_Consignes_.
1) Dans le texte sur le consentement, quelle perspective a attiré la personne qui écrit vers la soirée lambda ?
2) Recopiez fidèlement le passage du texte sur le consentement qui s'ouvre sur les mots « Un homme élégant » et se clôt sur « vitesse supérieure ! ».

_Extrait cité_.
....................

Le consentement

Le consentement, on en parle souvent et c’est très bien !
Il était déjà présent depuis toujours dans les pratiques BDSM, et s’est enfin imposé dans toutes les relations sentimentales et sexuelles, du libertinage à la vie conjugale. C’est aussi le maître-mot des soirées que j’affectionne, et c’est pour cela que l’on peut s’amuser autant, sans souci d’abus d’aucune sorte !

Au-delà de cette sphère sensuelle, je trouve qu’il devrait investir tous les domaines !

(Même s’il y a plein de choses dans la vie pour lesquelles on n’est pas vraiment « consentants », mais on n’a pas trop le choix : payer des factures, aller chez le dentiste…
Au travail, c’est parfois un peu compliqué aussi, il y a toujours des tâches sur lesquelles on renâcle. Je n’étais pas toujours consentante quand mes chefs me demandaient certains trucs, mais je les faisais quand même, en maugréant d’un côté, et avec un certain plaisir malsain aussi, pourvu que mes chefs rayonnent d’intelligence – on se console comme un peu, et un brin de masochisme aide !)

Mais dans le monde des loisirs, des distractions, le consentement devrait s’imposer sans équivoque (à quelques bémols près : par exemple, il faut se mettre au solfège si l’on veut jouer d’un instrument de musique – on n’était pas consentant pour se coltiner le solfège, mais cela semble un passage obligé – , et apprendre certaines techniques si l’on veut peindre, sculpter, coudre ou tricoter, etc… Il existe toujours une partie contraintes qui ne nous plaît pas forcément, mais on y consent malgré tout, car on est très motivés par l’activité ! Et parfois, l’on peut consentir à certaines positions ou jeux érotiques qui ne nous tentent guère a priori, pour le plaisir de faire plaisir à notre partenaire !)

En revanche, quand quelqu’un bafoue sciemment notre consentement, ça ne passe plus !

Tout récemment, je suis allée à une soirée lambda (ni kinky, ni fetish, ni bdsm, tout simplement dansante), attirée par la perspective de danser le rock.
Un homme élégant m’invite, il guide très bien, vraiment bien, un danseur de compétition qui a mille passes dans son sac. Je tourne dans tous les sens, je m’envole, bientôt à bout de souffle, mais je continue, tant qu’il veut danser avec moi ! Je succombe à sa poigne de fer, tourbillonnante dans cette danse BDSM qui ne porte pas son nom.
Lors d’une passe où il m’emprisonne le cou de son bras musclé (j’aime bien), il me chuchote à l’oreille :
— Tu me suis bien, on va passer à la vitesse supérieure !

....................

_Données_.
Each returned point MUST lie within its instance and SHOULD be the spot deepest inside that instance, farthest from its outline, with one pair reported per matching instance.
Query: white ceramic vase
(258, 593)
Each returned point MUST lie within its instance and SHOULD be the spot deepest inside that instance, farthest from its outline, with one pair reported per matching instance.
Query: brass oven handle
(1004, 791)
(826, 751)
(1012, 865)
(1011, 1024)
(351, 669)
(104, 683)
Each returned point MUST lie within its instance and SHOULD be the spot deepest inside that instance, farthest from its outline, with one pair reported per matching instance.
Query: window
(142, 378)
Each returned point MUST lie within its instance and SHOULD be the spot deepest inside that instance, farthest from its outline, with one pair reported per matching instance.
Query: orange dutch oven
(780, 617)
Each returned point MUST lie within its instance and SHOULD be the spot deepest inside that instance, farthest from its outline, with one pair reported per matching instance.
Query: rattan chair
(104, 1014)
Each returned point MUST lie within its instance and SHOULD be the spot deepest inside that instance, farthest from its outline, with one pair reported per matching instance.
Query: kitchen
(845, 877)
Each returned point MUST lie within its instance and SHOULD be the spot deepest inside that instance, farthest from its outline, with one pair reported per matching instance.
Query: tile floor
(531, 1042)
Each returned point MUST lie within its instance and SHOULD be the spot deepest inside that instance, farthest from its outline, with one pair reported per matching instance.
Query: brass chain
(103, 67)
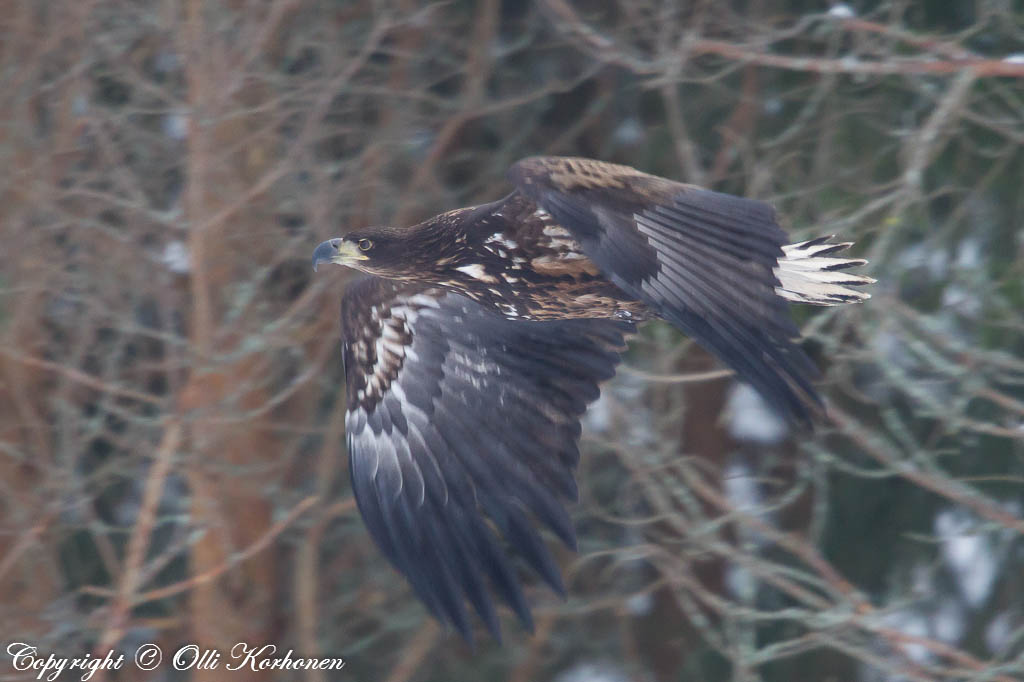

....................

_Corrigé_.
1) La perspective de danser le rock.

2)
Un homme élégant m’invite, il guide très bien, vraiment bien, un danseur de compétition qui a mille passes dans son sac. Je tourne dans tous les sens, je m’envole, bientôt à bout de souffle, mais je continue, tant qu’il veut danser avec moi ! Je succombe à sa poigne de fer, tourbillonnante dans cette danse BDSM qui ne porte pas son nom.
Lors d’une passe où il m’emprisonne le cou de son bras musclé (j’aime bien), il me chuchote à l’oreille :
— Tu me suis bien, on va passer à la vitesse supérieure !